Find the string "marble" in the records. Copy each line that has it.

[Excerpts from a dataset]
* * * * *

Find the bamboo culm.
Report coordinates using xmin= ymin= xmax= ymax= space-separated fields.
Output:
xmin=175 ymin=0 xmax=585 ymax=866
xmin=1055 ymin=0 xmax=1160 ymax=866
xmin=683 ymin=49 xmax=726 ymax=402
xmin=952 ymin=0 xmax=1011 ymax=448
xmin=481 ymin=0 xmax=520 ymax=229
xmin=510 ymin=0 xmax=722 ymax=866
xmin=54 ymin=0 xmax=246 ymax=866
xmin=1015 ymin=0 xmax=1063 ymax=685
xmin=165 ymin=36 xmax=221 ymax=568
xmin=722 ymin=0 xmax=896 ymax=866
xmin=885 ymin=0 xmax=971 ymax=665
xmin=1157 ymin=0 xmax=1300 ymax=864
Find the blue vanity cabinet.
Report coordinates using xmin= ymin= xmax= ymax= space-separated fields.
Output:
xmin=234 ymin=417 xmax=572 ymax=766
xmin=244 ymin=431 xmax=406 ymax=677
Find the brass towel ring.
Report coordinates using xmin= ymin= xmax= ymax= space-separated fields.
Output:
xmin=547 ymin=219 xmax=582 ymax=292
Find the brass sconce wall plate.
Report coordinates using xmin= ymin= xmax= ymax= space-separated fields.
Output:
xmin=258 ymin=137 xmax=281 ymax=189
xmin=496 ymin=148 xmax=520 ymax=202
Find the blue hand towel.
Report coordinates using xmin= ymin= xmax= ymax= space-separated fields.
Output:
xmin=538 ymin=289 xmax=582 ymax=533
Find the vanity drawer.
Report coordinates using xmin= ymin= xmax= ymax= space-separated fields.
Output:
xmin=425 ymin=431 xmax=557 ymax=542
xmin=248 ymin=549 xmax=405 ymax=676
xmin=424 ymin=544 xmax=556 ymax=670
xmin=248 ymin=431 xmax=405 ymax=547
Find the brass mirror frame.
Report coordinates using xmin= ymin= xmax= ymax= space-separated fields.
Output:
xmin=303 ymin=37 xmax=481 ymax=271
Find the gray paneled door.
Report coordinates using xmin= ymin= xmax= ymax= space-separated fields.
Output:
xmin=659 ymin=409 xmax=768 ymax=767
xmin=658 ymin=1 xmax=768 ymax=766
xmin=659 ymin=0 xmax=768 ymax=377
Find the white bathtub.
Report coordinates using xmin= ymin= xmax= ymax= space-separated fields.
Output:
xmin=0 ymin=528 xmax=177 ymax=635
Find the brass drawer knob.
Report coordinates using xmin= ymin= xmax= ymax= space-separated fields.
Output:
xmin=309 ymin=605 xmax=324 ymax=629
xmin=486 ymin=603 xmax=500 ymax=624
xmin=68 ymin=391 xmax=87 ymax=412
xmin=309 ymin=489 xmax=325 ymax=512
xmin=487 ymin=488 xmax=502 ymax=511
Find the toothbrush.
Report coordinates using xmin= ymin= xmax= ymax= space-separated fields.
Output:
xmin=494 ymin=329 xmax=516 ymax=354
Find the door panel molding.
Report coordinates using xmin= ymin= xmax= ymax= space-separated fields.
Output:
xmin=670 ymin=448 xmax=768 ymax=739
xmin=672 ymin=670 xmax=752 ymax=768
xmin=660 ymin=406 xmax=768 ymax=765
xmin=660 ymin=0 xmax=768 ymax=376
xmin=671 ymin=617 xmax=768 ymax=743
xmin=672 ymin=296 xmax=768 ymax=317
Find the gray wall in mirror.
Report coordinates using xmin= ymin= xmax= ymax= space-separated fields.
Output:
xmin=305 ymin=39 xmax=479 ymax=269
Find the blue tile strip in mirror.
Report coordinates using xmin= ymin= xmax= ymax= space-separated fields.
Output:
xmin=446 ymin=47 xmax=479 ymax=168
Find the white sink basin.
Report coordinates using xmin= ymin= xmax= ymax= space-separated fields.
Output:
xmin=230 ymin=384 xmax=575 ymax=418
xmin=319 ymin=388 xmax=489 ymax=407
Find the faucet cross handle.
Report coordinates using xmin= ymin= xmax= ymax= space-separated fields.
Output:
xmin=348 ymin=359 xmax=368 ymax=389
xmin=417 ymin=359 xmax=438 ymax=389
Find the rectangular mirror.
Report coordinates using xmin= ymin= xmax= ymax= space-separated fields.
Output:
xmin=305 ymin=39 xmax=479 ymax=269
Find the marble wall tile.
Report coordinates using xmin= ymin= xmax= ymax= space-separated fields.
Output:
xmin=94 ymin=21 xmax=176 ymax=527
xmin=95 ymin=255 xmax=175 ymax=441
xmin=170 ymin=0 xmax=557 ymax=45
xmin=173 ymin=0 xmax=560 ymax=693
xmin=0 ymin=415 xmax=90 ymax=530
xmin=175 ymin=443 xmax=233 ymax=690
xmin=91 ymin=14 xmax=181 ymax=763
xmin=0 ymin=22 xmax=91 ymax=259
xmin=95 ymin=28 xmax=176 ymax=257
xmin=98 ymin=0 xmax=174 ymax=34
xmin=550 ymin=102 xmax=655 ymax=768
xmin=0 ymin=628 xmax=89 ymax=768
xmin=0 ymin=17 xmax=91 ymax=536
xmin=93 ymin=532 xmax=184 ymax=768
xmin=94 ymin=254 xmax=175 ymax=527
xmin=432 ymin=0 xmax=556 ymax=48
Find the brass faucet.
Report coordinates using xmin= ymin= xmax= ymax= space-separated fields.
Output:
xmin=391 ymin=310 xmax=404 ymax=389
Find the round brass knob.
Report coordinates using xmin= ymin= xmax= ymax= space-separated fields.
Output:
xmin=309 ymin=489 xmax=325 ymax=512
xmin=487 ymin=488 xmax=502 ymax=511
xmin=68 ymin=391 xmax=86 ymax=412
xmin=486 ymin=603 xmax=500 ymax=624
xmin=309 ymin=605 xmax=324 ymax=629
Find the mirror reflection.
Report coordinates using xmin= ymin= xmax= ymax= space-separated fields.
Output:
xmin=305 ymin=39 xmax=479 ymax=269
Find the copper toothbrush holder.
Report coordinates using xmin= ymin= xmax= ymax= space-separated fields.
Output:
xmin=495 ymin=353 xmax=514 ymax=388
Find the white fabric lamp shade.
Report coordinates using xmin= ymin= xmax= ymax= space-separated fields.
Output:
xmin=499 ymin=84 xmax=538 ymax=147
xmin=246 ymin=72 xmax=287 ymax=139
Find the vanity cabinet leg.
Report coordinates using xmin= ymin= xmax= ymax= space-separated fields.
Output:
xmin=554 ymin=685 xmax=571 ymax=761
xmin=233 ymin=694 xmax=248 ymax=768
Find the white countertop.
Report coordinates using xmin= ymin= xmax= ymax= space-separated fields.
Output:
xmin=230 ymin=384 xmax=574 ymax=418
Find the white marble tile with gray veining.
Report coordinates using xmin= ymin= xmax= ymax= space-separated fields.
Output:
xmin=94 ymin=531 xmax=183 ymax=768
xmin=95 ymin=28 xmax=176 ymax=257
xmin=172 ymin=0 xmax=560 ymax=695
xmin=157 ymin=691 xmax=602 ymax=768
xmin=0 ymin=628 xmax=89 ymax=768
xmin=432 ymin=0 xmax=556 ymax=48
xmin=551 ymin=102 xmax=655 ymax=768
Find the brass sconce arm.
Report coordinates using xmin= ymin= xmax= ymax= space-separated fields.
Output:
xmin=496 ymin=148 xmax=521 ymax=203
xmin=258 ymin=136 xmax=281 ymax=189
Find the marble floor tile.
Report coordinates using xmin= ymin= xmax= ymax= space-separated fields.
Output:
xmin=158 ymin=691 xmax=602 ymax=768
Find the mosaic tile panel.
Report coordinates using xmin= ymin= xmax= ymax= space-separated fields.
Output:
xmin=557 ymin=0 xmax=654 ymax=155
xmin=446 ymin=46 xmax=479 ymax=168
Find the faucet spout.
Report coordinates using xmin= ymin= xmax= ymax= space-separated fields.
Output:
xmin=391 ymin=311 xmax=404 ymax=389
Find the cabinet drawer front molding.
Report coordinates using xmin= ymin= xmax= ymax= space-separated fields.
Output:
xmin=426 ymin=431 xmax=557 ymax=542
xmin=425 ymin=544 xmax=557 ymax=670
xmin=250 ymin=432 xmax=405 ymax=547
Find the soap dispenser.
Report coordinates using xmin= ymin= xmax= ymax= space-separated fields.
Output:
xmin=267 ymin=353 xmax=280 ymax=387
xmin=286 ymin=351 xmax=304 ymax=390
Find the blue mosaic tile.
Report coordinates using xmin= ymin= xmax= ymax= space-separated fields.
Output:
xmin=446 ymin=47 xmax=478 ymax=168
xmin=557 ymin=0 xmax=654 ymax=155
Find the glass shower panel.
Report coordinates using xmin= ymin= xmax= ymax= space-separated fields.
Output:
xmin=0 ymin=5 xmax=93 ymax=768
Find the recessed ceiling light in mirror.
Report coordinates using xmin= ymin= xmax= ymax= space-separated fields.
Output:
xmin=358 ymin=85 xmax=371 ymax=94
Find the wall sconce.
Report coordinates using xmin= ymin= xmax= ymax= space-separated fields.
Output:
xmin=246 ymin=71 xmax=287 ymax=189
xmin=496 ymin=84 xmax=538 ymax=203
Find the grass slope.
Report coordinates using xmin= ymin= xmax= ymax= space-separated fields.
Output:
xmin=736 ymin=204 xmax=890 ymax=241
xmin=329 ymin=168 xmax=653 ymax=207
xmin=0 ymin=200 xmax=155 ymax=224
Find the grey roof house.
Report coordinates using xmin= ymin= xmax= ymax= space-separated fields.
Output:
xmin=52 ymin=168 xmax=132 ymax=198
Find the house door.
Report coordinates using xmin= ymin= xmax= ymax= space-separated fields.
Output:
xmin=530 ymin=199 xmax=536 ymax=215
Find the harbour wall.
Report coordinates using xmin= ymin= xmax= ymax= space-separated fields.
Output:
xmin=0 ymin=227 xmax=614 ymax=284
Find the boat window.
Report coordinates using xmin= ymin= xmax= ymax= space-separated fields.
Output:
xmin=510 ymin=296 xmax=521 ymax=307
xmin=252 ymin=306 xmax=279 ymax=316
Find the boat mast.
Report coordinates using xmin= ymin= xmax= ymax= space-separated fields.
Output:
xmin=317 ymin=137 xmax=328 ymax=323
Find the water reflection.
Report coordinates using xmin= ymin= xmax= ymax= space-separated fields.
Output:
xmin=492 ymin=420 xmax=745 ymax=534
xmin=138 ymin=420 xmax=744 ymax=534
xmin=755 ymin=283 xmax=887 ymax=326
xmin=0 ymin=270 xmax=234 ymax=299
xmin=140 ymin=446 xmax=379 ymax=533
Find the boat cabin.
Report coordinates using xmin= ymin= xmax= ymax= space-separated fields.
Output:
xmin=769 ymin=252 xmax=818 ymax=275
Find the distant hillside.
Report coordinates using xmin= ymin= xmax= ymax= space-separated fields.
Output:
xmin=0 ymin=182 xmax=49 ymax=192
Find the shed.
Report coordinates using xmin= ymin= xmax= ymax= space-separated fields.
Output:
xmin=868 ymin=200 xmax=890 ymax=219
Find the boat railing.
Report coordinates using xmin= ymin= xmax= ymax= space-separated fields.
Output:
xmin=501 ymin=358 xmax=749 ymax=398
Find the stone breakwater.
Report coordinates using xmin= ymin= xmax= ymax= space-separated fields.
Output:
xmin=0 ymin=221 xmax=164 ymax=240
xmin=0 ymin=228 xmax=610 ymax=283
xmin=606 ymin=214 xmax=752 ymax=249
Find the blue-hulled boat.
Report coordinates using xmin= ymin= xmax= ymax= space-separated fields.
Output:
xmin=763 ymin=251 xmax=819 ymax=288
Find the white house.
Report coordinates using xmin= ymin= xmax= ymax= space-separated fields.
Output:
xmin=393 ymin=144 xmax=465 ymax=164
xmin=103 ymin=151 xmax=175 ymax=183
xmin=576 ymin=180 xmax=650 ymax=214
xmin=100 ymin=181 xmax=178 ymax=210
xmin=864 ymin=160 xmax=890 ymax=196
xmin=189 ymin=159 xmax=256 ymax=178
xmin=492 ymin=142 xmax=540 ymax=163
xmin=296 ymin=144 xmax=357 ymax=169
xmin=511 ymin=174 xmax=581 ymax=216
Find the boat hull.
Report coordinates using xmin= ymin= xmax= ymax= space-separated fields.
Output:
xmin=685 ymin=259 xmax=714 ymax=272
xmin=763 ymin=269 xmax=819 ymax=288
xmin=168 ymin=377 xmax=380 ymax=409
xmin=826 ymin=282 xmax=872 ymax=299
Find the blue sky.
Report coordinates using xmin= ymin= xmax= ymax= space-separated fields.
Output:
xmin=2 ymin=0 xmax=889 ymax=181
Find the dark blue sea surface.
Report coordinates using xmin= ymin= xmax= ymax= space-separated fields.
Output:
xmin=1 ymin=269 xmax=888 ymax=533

* * * * *

> **Your response**:
Find the marble wall tile.
Find the white marble tile with gray veining.
Find the marble floor tile.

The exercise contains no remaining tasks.